* _RECORDS FOR PROCESSING_
* start *

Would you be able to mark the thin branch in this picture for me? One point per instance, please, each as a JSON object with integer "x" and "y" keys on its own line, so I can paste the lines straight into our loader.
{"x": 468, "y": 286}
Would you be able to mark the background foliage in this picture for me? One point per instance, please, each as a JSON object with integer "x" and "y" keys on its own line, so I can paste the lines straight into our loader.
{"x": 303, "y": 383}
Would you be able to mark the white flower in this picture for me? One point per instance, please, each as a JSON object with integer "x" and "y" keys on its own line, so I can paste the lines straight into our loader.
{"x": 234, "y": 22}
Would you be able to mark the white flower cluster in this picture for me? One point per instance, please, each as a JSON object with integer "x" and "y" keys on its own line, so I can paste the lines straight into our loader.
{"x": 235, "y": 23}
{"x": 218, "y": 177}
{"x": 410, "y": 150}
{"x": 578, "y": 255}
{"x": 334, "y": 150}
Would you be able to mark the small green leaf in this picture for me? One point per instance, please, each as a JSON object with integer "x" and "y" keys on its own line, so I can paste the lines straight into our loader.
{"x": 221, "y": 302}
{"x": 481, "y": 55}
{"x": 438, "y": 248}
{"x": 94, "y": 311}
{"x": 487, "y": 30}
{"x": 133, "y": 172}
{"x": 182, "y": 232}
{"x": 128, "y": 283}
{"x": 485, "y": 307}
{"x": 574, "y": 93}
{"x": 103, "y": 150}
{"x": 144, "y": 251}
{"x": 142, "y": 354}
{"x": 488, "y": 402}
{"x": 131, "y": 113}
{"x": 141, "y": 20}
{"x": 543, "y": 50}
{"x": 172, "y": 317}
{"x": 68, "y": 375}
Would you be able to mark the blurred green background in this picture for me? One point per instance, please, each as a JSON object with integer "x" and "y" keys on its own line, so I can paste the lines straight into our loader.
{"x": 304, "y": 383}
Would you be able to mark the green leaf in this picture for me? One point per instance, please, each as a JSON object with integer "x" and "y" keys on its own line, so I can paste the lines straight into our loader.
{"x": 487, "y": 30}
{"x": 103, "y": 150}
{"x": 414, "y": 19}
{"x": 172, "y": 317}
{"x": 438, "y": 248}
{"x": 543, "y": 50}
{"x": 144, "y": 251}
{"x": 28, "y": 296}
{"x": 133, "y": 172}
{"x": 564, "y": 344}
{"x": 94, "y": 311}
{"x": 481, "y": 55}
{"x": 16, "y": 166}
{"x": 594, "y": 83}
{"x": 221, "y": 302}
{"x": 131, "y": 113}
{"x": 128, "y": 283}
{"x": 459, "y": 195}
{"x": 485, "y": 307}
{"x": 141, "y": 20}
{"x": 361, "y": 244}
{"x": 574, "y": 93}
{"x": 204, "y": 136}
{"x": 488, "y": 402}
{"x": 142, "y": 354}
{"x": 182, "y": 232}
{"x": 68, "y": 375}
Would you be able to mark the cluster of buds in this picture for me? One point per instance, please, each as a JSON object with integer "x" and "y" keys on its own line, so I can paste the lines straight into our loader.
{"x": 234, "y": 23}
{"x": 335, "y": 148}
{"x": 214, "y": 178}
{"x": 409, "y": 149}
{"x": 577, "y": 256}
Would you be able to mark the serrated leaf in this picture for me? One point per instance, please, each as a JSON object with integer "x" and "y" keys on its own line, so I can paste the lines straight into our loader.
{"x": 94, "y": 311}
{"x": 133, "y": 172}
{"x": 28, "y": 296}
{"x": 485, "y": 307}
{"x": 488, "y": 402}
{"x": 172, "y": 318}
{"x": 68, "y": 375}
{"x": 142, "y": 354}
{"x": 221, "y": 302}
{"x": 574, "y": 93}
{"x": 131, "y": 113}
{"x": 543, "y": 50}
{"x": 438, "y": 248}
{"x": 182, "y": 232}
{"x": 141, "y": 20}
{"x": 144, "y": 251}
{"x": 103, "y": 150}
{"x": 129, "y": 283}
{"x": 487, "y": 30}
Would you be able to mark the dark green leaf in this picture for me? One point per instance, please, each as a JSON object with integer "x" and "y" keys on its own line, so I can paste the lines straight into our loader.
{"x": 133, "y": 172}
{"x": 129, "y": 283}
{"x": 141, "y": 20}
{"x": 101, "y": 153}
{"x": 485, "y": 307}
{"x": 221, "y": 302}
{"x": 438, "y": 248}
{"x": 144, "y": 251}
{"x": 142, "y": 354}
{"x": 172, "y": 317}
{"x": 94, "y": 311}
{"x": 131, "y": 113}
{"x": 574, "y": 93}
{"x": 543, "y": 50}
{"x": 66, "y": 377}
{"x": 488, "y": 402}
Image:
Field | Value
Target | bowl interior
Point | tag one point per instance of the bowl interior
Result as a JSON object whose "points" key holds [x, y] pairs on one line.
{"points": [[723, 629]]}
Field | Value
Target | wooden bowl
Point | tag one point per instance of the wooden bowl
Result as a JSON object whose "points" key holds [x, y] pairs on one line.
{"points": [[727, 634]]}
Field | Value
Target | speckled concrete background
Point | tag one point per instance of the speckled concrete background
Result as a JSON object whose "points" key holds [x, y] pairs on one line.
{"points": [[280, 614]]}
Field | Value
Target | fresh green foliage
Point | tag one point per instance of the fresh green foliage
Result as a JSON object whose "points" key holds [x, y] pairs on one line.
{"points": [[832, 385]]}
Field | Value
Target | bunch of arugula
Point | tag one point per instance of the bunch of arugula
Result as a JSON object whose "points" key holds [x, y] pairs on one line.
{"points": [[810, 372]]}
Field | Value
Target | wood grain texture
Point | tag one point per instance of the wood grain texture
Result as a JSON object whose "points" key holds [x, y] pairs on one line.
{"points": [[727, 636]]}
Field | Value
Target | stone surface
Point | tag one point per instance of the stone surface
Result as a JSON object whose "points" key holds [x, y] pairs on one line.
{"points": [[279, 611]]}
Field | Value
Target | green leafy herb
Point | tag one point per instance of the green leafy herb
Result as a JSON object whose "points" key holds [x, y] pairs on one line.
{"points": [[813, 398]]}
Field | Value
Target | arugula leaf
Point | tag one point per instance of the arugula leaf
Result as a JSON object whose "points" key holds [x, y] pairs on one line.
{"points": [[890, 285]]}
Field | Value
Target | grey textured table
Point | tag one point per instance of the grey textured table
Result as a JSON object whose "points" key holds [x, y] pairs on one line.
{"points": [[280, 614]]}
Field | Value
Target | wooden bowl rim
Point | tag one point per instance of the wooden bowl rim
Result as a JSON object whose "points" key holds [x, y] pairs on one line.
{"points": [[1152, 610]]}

* end *

* _TASK TO CARRY OUT_
Retype all the material above precisely, with no line left out.

* _THE REPLY_
Would you be able to mark the thin branch in this picture for me? One point per instance, please, each as a JSON object with integer "x" and "y" keys on its own line, so I can paste the lines straight into our loader.
{"x": 468, "y": 286}
Would you be able to mark the background foliage in this picture for me? One point per instance, please, each as a JSON object with integer "x" and "y" keys on its own line, so I can paste the lines straight into our loader.
{"x": 303, "y": 383}
Would you be able to mark the white flower in this picture for me? One point per instance, please, each as a JSON object with integer "x" and "y" keys on its own line, so I can paste the lines straight into our loader.
{"x": 234, "y": 22}
Would you be able to mark the white flower cluster in this picture for me? One point per instance, please, each as a JSON object with integer "x" and "y" keys on its own line, so I can paste the lines straight into our loader.
{"x": 235, "y": 23}
{"x": 218, "y": 177}
{"x": 410, "y": 150}
{"x": 578, "y": 255}
{"x": 334, "y": 150}
Would you be able to mark the small green leaf in this picture for me? One point per instance, please, each as a JSON object with integer "x" and "y" keys on its own line, so I can paste the lines straight into our loader.
{"x": 221, "y": 302}
{"x": 481, "y": 55}
{"x": 438, "y": 248}
{"x": 94, "y": 311}
{"x": 487, "y": 30}
{"x": 133, "y": 172}
{"x": 182, "y": 232}
{"x": 128, "y": 283}
{"x": 485, "y": 307}
{"x": 574, "y": 93}
{"x": 103, "y": 150}
{"x": 144, "y": 251}
{"x": 142, "y": 354}
{"x": 488, "y": 402}
{"x": 131, "y": 113}
{"x": 141, "y": 20}
{"x": 543, "y": 50}
{"x": 172, "y": 317}
{"x": 68, "y": 375}
Would you be able to mark the blurred green background in this picture for me? One point per instance, please, each as a JSON object with integer "x" and "y" keys on its own line, so I can paste the lines straight into our loader.
{"x": 304, "y": 383}
Would you be able to mark the green leaf in this picture for me? One point per instance, please, each as a JSON object with integer "x" and "y" keys on its own line, so I can paste the lines straight into our loader.
{"x": 487, "y": 30}
{"x": 103, "y": 150}
{"x": 414, "y": 19}
{"x": 172, "y": 317}
{"x": 438, "y": 248}
{"x": 543, "y": 50}
{"x": 144, "y": 251}
{"x": 28, "y": 296}
{"x": 133, "y": 172}
{"x": 564, "y": 344}
{"x": 94, "y": 311}
{"x": 481, "y": 55}
{"x": 16, "y": 166}
{"x": 594, "y": 83}
{"x": 221, "y": 302}
{"x": 131, "y": 113}
{"x": 128, "y": 283}
{"x": 459, "y": 195}
{"x": 485, "y": 307}
{"x": 141, "y": 20}
{"x": 361, "y": 244}
{"x": 574, "y": 93}
{"x": 204, "y": 136}
{"x": 488, "y": 402}
{"x": 142, "y": 354}
{"x": 182, "y": 232}
{"x": 68, "y": 375}
Would you be able to mark the cluster of buds in this picture for me? One point per instance, please, each as a JSON object with integer "x" and "y" keys on its own line, so I can paste the lines straight into our loader.
{"x": 234, "y": 23}
{"x": 335, "y": 148}
{"x": 214, "y": 178}
{"x": 409, "y": 149}
{"x": 577, "y": 256}
Would you be able to mark the serrated leaf in this picture for me? One point per instance, please, each as a JSON object with integer "x" and "y" keys on its own line, so I can paste the lines straight into our loader.
{"x": 94, "y": 311}
{"x": 133, "y": 172}
{"x": 28, "y": 296}
{"x": 485, "y": 307}
{"x": 488, "y": 402}
{"x": 172, "y": 318}
{"x": 68, "y": 375}
{"x": 142, "y": 354}
{"x": 221, "y": 302}
{"x": 574, "y": 93}
{"x": 131, "y": 113}
{"x": 543, "y": 50}
{"x": 438, "y": 248}
{"x": 182, "y": 232}
{"x": 141, "y": 20}
{"x": 144, "y": 251}
{"x": 103, "y": 150}
{"x": 129, "y": 283}
{"x": 487, "y": 30}
Would you be able to mark the dark green leaf in this picture for me? One point per instance, please, each as a JSON object with integer "x" and "y" keys on its own line, so I can paste the lines straight into our loader.
{"x": 133, "y": 172}
{"x": 129, "y": 283}
{"x": 141, "y": 20}
{"x": 101, "y": 153}
{"x": 485, "y": 307}
{"x": 221, "y": 302}
{"x": 438, "y": 248}
{"x": 144, "y": 251}
{"x": 142, "y": 354}
{"x": 172, "y": 317}
{"x": 94, "y": 311}
{"x": 131, "y": 113}
{"x": 574, "y": 93}
{"x": 543, "y": 50}
{"x": 66, "y": 377}
{"x": 488, "y": 402}
Image:
Field | Value
Target | bowl interior
Point | tag one point per instance of the bowl interior
Result as a JSON object whose "points" key holds [x, y] pairs on one line.
{"points": [[723, 629]]}
Field | Value
Target | wooden bowl
Point | tag one point per instance of the wooden bowl
Result as a JSON object whose "points" key holds [x, y] pairs on one line.
{"points": [[727, 634]]}
Field | Value
Target | speckled concrete background
Point | tag one point per instance of the speckled concrete background
Result as a JSON object whose "points" key holds [x, y] pairs on one line.
{"points": [[280, 614]]}
Field | Value
Target | fresh green foliage
Point | tag one point per instance of the fresh green foliage
Result as a JSON object whose "points" key holds [x, y] pairs on one line.
{"points": [[832, 385]]}
Field | Value
Target | bunch of arugula
Point | tag one point per instance of the bunch of arugula
Result as a JSON object whose "points" key holds [x, y] pairs on one line.
{"points": [[810, 372]]}
Field | Value
Target | wood grain texture
Point | tag one point per instance of the wood grain texture
Result as a JSON object whose "points" key holds [x, y] pairs on one line.
{"points": [[727, 636]]}
Field | Value
Target | stone surface
Point | tag one point per instance of the stone surface
Result as a JSON object whose "points" key holds [x, y] pairs on one line.
{"points": [[279, 611]]}
Field | Value
Target | green leafy herb
Point | tag one point per instance of the green leafy herb
Result as a JSON object whose "points" key holds [x, y] pairs on one line.
{"points": [[813, 398]]}
Field | Value
Target | arugula leaf
Point | tag one point per instance of the arugula leaf
Result as a JSON object whose "points" key holds [x, y] pairs on one line.
{"points": [[890, 285]]}
Field | Value
Target | grey textured table
Point | tag one point per instance of the grey textured table
Result as a JSON object whose "points" key holds [x, y] pairs on one line.
{"points": [[280, 614]]}
Field | Value
Target | wooden bowl rim
Point | tag one point per instance of the wooden bowl rim
Result as a JSON object whose "points" key holds [x, y] pairs on one line.
{"points": [[1152, 610]]}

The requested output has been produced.